**Passage**
- - -

Cesar Chavez Academy
This section lists the faculty and students of the Great Lakes City school Cesar Chavez Academy:

 Principal Valenzuela (voiced by Carolina Ravassa) - The principal of Cesar Chavez Academy.
 Alexis Flores (voiced by Nika Futterman in S4E2B of The Loud House-S1E20A of The Casagrandes, Diego Olmedo in S210A-S223B, Connor Andrade in S304B-Present) - The son of Mrs. Flores who plays the tuba even when in the Cesar Chavez Academy junior band.
 Becky (voiced by Abby Trott) - A girl at Cesar Chavez Academy who is into masked wrestling and bullying. In "Throwing Pains", it is revealed that Becky doesn't get cold on even the coldest days. The episode "Perro Malo" reveals that Becky is the owner of Lalo's aggressive twin brother Malo.
 Casey (voiced by Christian J. Simon in S3E5A of The Loud House to S1E03A-S2E09A of The Casagrandes, Jay Hatton in S2E17B-onward) – The cool Cuban-American skateboarding friend of Ronnie Anne who wears a checkered baseball hat backwards. "Gossipy Girl" reveals that Casey keeps a jar of baby teeth in his hat.
 Gina Galiano (voiced by Elizabeth Bond) - Ronnie Anne's homeroom teacher at Cesar Chavez Academy.
 Laird (voiced by Sean Kenin) - A clumsy and awkward student at Cesar Chavez Academy with cone-shaped hair who is one of Ronnie Anne's friends and was formerly home-schooled. Laird is prone to being a victim of various misfortunes that happen to him. In "Home Improvement", it is revealed that Laird lives in a mansion. "Gossipy Girl" revealed that he picks his nose with his feet and he still carries his baby blanket and has never washed it.

- - -

**Data**
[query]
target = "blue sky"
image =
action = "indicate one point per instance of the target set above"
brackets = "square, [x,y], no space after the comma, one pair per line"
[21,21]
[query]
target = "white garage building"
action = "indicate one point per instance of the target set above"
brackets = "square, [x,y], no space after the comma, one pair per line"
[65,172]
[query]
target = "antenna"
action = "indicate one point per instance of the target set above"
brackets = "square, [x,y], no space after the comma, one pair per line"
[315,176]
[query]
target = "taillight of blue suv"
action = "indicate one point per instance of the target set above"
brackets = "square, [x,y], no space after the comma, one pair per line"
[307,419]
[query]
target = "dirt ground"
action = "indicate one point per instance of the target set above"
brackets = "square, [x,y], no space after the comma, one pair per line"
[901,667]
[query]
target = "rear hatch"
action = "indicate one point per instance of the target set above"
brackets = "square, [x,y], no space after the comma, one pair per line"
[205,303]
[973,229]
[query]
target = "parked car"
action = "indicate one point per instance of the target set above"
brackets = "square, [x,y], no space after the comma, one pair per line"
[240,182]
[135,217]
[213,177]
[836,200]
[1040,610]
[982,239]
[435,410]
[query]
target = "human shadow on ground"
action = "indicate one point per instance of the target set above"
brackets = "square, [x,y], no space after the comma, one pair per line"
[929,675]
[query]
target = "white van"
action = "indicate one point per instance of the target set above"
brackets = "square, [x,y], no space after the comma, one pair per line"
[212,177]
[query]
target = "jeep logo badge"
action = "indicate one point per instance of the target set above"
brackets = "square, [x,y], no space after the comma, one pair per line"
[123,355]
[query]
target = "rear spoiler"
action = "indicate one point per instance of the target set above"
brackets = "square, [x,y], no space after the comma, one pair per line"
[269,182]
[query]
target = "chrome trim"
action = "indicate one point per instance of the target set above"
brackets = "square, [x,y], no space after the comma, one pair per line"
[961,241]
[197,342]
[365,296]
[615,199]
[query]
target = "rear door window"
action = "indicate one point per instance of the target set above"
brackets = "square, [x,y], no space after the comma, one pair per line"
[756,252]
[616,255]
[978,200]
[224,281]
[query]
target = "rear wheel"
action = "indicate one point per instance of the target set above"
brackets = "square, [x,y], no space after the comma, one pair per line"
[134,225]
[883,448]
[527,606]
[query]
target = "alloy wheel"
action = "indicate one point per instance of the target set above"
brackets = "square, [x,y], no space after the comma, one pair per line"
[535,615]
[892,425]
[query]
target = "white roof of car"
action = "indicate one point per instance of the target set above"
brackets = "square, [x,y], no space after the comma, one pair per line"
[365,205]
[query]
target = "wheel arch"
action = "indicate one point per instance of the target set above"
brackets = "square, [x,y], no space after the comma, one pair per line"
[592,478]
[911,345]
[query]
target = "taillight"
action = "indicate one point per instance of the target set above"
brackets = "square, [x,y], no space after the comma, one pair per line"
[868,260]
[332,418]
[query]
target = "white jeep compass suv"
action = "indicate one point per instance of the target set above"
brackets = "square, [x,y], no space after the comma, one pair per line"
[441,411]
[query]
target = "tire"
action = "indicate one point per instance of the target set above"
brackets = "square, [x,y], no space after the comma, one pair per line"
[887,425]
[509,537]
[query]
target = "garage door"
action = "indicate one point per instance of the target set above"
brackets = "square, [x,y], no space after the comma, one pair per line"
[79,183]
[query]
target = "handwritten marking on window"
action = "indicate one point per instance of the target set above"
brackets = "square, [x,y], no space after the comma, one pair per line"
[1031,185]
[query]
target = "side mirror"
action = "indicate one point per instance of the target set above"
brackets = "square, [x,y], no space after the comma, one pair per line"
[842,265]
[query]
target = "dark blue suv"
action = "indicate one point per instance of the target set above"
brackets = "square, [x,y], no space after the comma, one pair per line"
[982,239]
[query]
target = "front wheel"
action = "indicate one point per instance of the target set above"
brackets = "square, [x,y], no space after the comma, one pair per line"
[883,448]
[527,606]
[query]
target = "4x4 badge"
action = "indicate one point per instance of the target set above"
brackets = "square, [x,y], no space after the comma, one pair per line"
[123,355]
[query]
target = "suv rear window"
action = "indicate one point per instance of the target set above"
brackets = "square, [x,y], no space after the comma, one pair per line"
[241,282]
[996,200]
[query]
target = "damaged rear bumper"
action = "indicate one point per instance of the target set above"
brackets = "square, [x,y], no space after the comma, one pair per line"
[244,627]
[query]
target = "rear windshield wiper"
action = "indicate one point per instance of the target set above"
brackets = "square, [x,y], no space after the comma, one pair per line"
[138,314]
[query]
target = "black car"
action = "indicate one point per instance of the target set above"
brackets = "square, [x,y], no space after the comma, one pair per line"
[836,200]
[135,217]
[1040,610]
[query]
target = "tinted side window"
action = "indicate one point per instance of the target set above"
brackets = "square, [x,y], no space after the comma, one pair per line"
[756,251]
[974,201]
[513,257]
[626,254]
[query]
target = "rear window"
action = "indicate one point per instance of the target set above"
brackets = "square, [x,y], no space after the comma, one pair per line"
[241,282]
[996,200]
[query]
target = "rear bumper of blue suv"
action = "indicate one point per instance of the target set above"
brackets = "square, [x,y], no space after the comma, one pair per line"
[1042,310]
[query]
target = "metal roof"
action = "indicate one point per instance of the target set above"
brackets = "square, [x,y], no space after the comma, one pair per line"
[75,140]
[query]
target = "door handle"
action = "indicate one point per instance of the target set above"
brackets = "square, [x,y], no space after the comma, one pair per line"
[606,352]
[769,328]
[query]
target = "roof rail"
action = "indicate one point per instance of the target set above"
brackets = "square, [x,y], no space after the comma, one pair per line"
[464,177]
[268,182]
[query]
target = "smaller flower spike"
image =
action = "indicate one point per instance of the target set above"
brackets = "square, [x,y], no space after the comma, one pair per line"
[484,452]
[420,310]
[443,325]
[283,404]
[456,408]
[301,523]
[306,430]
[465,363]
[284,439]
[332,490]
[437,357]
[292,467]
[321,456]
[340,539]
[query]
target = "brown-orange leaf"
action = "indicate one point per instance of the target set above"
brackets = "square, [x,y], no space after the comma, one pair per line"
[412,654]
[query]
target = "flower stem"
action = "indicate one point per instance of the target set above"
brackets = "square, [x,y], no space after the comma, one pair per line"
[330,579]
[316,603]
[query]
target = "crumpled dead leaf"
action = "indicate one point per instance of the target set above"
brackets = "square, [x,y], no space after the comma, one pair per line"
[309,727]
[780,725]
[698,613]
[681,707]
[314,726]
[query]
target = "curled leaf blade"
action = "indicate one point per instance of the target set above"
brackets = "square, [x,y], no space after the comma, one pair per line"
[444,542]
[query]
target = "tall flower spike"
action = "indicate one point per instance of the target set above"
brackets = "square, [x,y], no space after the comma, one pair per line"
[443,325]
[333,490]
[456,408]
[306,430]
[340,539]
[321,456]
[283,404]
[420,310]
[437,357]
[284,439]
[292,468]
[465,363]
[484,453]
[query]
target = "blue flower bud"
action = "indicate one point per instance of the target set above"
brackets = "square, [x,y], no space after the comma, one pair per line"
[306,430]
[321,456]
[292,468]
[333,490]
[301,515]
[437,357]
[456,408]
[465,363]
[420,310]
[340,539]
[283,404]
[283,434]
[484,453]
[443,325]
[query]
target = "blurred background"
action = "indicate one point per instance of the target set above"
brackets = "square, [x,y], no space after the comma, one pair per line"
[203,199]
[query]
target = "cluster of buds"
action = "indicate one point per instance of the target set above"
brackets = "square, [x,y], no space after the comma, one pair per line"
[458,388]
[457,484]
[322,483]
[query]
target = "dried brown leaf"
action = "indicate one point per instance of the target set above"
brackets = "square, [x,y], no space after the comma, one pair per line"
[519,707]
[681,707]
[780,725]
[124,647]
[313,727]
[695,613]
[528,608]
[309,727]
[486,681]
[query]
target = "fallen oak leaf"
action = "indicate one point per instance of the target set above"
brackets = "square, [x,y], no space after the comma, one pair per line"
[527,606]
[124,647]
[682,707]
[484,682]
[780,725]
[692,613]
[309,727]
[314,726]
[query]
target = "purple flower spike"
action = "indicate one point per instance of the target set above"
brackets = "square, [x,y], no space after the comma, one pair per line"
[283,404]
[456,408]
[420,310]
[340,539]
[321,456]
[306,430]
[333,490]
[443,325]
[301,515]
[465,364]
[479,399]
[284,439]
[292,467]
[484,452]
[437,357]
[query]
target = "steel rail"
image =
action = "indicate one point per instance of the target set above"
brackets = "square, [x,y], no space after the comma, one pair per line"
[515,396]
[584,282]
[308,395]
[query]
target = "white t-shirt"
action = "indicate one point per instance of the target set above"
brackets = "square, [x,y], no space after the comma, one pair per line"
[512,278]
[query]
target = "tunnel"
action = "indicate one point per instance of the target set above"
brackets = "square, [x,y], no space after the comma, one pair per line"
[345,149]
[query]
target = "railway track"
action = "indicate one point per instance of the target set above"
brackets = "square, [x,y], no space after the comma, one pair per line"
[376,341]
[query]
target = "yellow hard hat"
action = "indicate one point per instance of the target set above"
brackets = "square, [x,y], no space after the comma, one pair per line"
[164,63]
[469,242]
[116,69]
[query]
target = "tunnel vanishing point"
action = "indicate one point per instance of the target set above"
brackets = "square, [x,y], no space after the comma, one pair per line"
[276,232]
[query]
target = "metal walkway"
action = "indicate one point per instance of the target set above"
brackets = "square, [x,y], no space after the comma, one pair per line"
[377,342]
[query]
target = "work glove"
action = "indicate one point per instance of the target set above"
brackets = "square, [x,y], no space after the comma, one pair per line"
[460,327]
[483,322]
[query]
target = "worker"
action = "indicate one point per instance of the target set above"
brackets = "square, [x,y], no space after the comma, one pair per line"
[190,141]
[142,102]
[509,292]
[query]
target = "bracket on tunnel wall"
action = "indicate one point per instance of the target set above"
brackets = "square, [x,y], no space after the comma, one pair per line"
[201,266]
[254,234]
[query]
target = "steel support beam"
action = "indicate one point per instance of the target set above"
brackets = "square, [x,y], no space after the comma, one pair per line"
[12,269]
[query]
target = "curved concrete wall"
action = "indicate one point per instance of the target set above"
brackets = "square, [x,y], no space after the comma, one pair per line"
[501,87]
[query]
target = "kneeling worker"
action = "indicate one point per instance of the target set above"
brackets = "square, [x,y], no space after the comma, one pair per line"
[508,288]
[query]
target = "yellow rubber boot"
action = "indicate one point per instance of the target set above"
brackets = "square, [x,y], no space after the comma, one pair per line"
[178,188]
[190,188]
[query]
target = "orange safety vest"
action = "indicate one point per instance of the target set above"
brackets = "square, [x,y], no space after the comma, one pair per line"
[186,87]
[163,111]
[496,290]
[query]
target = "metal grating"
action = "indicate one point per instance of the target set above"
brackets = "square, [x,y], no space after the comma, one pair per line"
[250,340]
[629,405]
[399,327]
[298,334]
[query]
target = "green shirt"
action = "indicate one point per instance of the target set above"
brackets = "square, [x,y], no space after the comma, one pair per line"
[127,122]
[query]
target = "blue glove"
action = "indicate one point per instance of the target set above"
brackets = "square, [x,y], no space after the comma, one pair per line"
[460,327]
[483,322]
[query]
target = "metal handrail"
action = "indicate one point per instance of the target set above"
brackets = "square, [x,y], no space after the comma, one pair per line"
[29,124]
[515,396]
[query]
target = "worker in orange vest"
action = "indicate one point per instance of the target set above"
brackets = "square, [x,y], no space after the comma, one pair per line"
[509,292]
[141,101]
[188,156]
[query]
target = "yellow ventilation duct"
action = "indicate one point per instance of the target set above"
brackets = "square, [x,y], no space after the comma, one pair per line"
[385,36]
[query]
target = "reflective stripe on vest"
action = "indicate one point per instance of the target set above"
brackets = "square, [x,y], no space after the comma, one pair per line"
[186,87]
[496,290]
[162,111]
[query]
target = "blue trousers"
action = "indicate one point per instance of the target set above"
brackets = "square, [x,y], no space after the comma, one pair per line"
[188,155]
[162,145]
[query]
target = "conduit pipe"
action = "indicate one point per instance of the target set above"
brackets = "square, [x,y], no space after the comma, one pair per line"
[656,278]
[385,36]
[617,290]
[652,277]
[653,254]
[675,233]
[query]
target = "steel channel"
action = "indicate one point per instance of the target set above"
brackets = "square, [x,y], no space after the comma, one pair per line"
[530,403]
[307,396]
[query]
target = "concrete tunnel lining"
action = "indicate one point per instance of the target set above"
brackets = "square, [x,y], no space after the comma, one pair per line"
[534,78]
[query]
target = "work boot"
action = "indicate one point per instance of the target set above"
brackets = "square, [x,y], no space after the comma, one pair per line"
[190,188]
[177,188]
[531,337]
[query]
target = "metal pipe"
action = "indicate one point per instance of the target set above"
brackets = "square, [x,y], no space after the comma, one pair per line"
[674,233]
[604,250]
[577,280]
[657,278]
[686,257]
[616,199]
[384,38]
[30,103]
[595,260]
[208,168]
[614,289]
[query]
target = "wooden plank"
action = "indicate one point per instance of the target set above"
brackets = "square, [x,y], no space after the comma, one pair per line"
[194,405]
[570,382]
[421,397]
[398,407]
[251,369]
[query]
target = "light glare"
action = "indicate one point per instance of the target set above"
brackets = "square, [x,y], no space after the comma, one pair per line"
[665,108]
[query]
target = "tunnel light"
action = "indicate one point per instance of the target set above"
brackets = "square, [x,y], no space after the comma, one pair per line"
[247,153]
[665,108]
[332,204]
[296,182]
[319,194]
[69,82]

- - -

**Stated problem 1**
Name every person who has an entry in the Cesar Chavez Academy list.
**Stated problem 2**
Pull out every line of the records that contains the word "brown".

**Full solution 1**
Principal Valenzuela, Alexis Flores, Becky, Casey, Gina Galiano, Laird

**Full solution 2**
target = "brown-orange leaf"
target = "dried brown leaf"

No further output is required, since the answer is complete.